══ Excerpted passage ══
Our previous Cavalier and present Grand AM

Back to Advice and How to Many updates Nov 07)

 

 

 

An Extra Set Of Wheels  

      One of the biggest decision facing John and I when we became new motorhomers was would we or would we not travel with a car in tow. Two years before we bought our ’83 Pace Arrow we conducted surveys en route to our Florida timeshare – counting how many motorhomes were and were not towing a car. Surprisingly we found many chose NOT to tow. During our fulltime planning stage we discussed how we would grocery shop and run errands without extra wheels. Our bikes could take care of short trips to the store and if we set up a special account it could pay for car rental and/or tour guides. In a nutshell we were petrified at the thought of towing a vehicle.

      One advantage RVers who tow a fiver, or a trailer has over us motorized group is they always have a get-away vehicle close at hand. Once their unit is set up, they’re ready to roll. When we travelled without extra wheels, we missed seeing so much. This became extremely obvious to us during our first year of adventures when we checked into a huge state park in Oregon. The nearest store was miles away plus we had recently purchased and installed an add-a-room for our Kastle #1. So if we wanted to move, the motorhome required mega preparation. When our considerate neighbours asked us if we wanted to tour the Oregon caves with them we jumped at the opportunity. John and I were unaware the caves were within an easy drive but it was more surprising to see the road to this awesome attraction was not RV friendly. Without wheels we would have missed this memorable underground odyssey – it confirmed that we needed a car in tow. That was in March – on our return home in April we immediately added ‘R Go 4’ – a small Honda – to the mix. In the late 80’s Honda was one of the few cars that could be flat towed without engine modifications, although at that time Honda would did not warrantee their cars if they were towed on all fours. But thanks to several RV magazines we were aware we would not damage Honda’s transmission and flat towing seemed the simplest way to go.
═══
══ Items ══
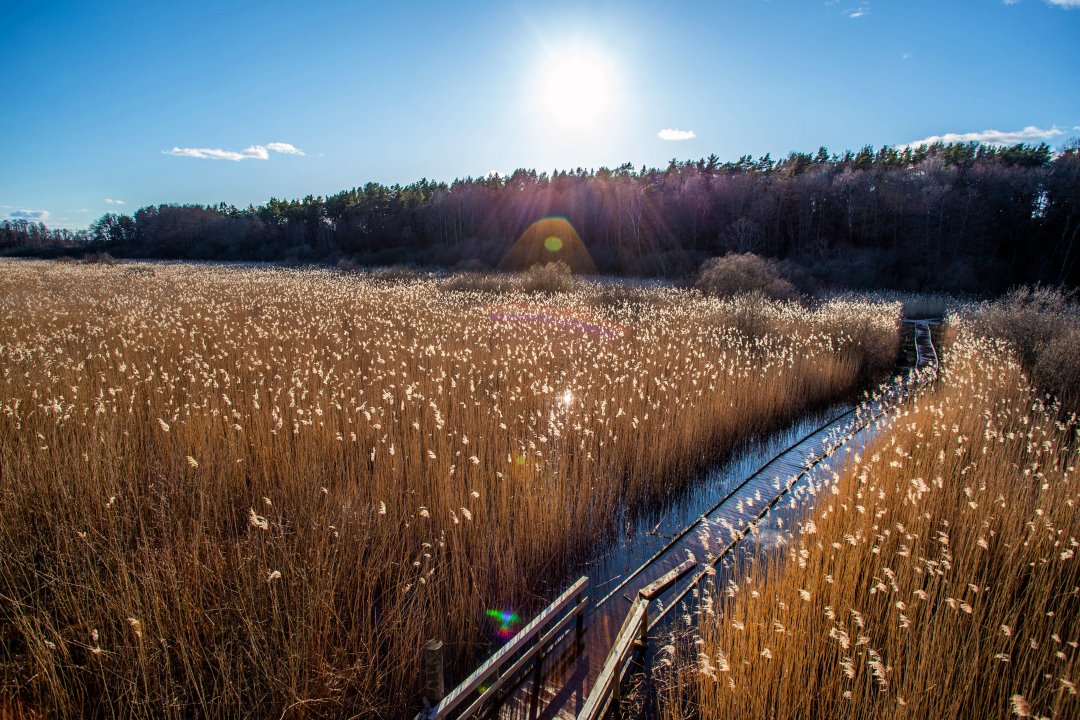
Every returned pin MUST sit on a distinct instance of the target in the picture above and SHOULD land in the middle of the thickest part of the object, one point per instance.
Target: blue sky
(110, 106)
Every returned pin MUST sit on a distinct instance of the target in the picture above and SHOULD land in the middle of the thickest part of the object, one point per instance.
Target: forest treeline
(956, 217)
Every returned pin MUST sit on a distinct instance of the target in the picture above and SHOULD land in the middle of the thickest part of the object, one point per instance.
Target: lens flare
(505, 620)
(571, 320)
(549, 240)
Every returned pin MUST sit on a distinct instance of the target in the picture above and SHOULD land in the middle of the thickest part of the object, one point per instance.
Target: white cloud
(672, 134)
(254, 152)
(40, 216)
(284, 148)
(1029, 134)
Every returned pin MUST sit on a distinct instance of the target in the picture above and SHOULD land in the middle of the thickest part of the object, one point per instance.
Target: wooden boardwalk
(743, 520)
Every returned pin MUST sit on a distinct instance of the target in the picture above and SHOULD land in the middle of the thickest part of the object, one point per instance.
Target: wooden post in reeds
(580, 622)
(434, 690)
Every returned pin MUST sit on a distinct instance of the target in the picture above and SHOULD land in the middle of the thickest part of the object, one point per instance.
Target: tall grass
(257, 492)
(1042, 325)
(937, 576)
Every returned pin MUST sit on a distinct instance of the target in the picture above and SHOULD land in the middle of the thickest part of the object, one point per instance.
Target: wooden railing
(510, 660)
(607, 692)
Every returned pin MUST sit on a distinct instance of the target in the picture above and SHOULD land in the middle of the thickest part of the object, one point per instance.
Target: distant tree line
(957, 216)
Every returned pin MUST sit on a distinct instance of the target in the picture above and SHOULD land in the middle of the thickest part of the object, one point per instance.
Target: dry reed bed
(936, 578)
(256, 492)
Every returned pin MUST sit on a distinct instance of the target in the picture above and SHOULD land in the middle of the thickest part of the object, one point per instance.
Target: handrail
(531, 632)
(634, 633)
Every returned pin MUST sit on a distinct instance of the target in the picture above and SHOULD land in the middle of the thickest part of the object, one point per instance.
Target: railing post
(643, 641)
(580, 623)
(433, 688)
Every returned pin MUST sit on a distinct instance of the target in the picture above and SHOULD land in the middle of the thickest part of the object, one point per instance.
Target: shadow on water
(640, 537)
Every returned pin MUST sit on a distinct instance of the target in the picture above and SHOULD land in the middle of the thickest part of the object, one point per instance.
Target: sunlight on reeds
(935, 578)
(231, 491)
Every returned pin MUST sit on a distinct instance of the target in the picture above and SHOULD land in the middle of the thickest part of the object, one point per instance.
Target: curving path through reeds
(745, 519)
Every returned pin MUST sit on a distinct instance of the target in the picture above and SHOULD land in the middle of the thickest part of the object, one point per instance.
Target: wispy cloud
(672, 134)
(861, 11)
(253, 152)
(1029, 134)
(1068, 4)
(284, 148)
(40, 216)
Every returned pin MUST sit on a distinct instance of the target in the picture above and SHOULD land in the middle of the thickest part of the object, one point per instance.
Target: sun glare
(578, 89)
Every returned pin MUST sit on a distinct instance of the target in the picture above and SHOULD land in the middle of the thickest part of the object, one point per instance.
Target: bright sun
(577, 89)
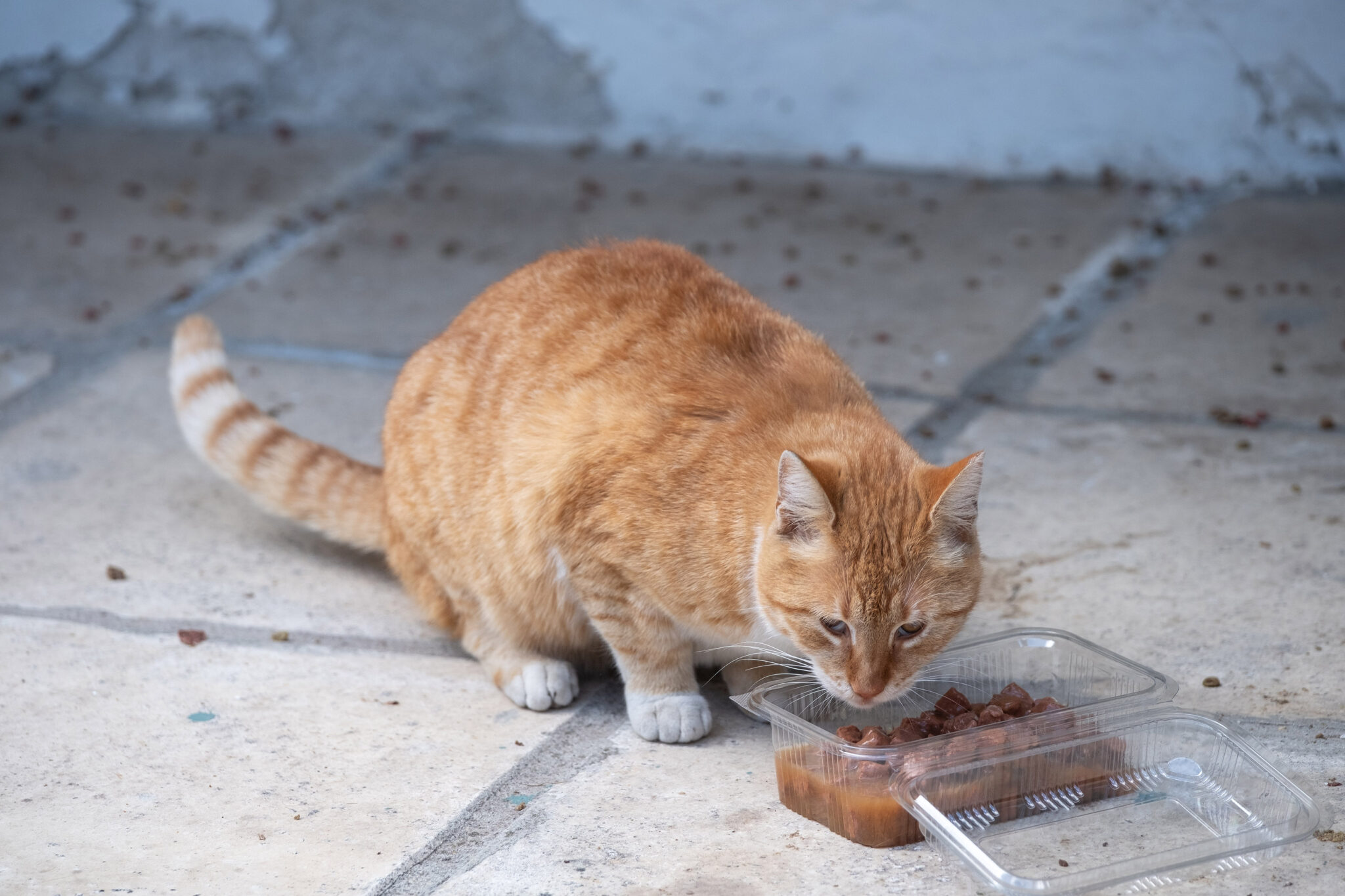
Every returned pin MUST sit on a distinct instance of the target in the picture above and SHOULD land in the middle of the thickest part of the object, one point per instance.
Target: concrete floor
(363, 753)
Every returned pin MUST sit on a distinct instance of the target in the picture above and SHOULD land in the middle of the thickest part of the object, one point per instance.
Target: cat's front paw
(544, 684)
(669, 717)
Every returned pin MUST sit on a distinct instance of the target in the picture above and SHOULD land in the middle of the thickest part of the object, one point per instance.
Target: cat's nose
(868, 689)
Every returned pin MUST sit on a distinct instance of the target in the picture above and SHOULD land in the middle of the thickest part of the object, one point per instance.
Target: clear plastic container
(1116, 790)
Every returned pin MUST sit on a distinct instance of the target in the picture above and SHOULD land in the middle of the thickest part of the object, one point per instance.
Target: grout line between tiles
═══
══ Items ══
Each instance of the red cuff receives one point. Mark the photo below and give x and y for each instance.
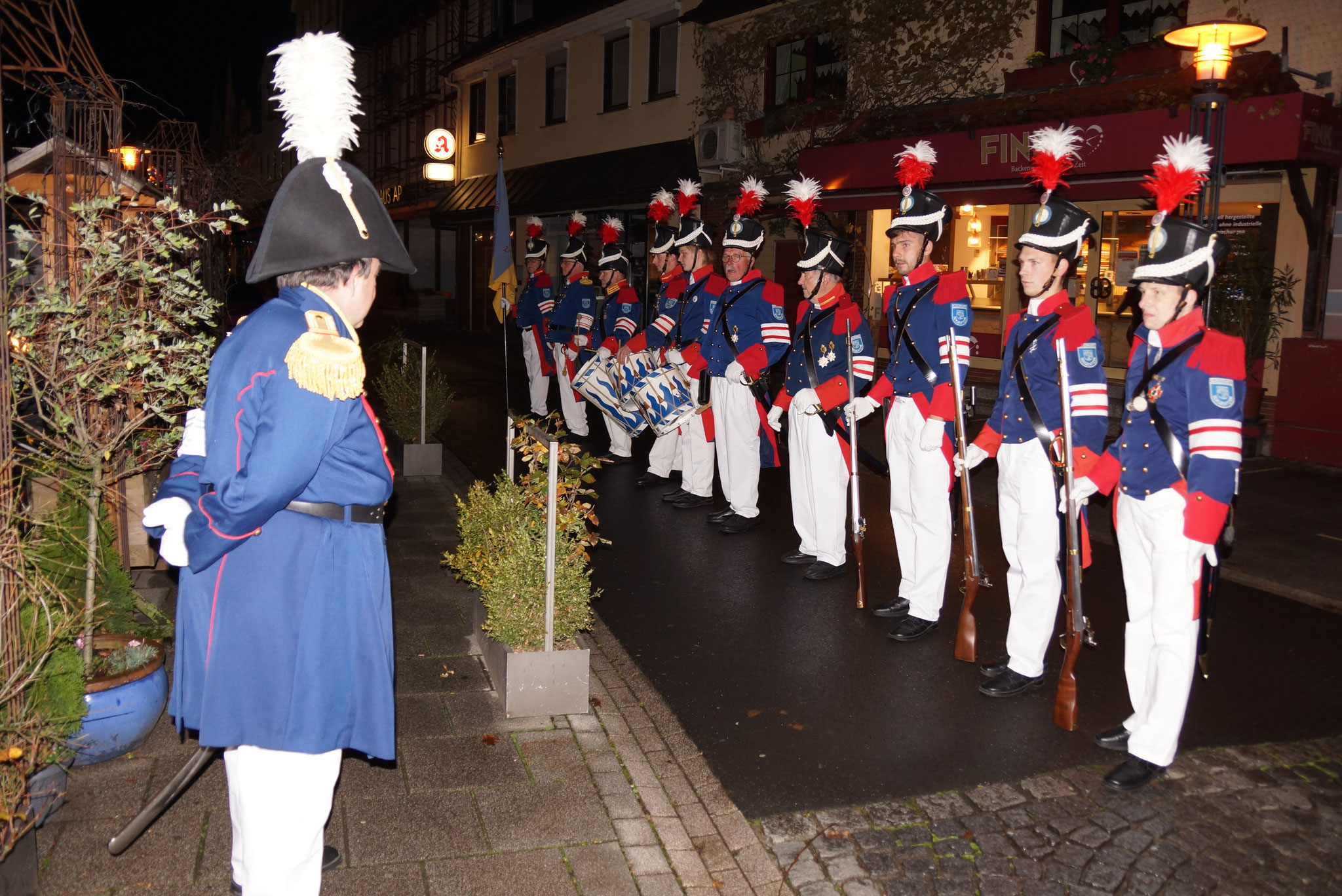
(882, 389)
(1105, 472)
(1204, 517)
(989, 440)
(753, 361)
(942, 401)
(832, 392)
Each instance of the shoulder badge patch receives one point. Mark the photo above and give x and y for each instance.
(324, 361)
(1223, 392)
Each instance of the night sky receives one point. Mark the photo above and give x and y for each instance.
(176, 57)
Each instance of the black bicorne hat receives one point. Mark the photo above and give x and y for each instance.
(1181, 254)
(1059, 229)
═══
══ Items ══
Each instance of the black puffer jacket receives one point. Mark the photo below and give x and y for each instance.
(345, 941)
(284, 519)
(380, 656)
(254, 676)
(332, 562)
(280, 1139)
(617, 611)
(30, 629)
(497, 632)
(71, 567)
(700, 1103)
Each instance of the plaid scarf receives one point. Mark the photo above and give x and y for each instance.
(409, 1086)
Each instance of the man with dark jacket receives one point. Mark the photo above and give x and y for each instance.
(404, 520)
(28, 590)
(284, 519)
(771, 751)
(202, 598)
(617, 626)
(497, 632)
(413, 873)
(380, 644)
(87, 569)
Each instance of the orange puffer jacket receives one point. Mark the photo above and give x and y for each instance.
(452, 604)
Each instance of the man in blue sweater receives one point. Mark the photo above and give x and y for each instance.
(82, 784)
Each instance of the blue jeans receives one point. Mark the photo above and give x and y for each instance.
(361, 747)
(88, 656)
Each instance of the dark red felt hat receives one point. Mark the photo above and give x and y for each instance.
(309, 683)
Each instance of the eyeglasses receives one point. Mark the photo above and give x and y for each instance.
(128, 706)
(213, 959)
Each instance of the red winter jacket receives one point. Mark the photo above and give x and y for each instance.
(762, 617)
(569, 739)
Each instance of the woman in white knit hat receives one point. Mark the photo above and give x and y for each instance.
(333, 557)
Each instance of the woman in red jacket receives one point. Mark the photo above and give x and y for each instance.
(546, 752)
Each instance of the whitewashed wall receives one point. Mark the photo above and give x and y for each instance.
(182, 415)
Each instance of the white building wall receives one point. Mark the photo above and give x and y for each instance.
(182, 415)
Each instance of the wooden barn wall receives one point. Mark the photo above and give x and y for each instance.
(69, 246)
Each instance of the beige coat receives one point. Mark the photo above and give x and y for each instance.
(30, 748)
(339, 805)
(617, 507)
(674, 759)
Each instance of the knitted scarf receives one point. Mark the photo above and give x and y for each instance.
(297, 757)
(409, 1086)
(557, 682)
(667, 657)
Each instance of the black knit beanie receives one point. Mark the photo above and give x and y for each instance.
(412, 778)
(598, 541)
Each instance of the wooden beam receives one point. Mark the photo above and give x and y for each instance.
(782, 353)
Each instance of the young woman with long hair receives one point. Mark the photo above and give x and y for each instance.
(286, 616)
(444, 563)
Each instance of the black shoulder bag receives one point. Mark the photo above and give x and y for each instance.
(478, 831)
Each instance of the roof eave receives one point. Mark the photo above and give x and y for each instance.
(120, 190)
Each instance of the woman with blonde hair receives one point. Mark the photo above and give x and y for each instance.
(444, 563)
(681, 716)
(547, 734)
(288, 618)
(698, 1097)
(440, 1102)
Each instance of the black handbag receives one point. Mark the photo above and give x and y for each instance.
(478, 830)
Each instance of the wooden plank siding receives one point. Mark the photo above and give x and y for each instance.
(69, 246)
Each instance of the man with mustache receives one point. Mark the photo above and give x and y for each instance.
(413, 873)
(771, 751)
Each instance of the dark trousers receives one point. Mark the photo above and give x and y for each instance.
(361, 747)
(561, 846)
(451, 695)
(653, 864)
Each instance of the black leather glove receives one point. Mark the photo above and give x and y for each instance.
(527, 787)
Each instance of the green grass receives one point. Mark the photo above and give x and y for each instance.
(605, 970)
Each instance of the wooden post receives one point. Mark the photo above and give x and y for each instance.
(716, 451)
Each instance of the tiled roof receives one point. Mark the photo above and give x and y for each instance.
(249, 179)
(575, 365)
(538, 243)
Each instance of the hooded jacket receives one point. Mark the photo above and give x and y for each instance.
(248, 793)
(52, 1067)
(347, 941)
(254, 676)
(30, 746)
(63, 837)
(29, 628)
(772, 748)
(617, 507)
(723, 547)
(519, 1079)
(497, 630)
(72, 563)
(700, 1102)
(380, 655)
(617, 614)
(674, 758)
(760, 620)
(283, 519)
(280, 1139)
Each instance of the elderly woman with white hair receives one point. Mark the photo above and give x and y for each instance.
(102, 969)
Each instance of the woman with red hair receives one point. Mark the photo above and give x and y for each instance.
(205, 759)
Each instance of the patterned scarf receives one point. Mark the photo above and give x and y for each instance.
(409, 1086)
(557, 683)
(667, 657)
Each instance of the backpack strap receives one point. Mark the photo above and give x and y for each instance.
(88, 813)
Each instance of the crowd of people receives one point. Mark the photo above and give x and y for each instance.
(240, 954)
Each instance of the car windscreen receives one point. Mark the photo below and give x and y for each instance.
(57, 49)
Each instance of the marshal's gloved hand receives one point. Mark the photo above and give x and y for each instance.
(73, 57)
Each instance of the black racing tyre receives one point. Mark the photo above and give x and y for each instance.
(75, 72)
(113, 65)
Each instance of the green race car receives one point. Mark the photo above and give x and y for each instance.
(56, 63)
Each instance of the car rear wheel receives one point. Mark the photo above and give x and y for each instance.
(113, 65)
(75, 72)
═══
## Challenges:
[1] Reproduce the RV towing passage from "An Extra Set" up to and including "towing a vehicle.".
[2] List the means of getting around that the RV towing passage says the couple planned to use for errands and outings without extra wheels.
The lines have no connection to the RV towing passage.

## Outputs by task:
[1]
An Extra Set Of Wheels  

      One of the biggest decision facing John and I when we became new motorhomers was would we or would we not travel with a car in tow. Two years before we bought our ’83 Pace Arrow we conducted surveys en route to our Florida timeshare – counting how many motorhomes were and were not towing a car. Surprisingly we found many chose NOT to tow. During our fulltime planning stage we discussed how we would grocery shop and run errands without extra wheels. Our bikes could take care of short trips to the store and if we set up a special account it could pay for car rental and/or tour guides. In a nutshell we were petrified at the thought of towing a vehicle.

[2] Bikes, car rental, tour guides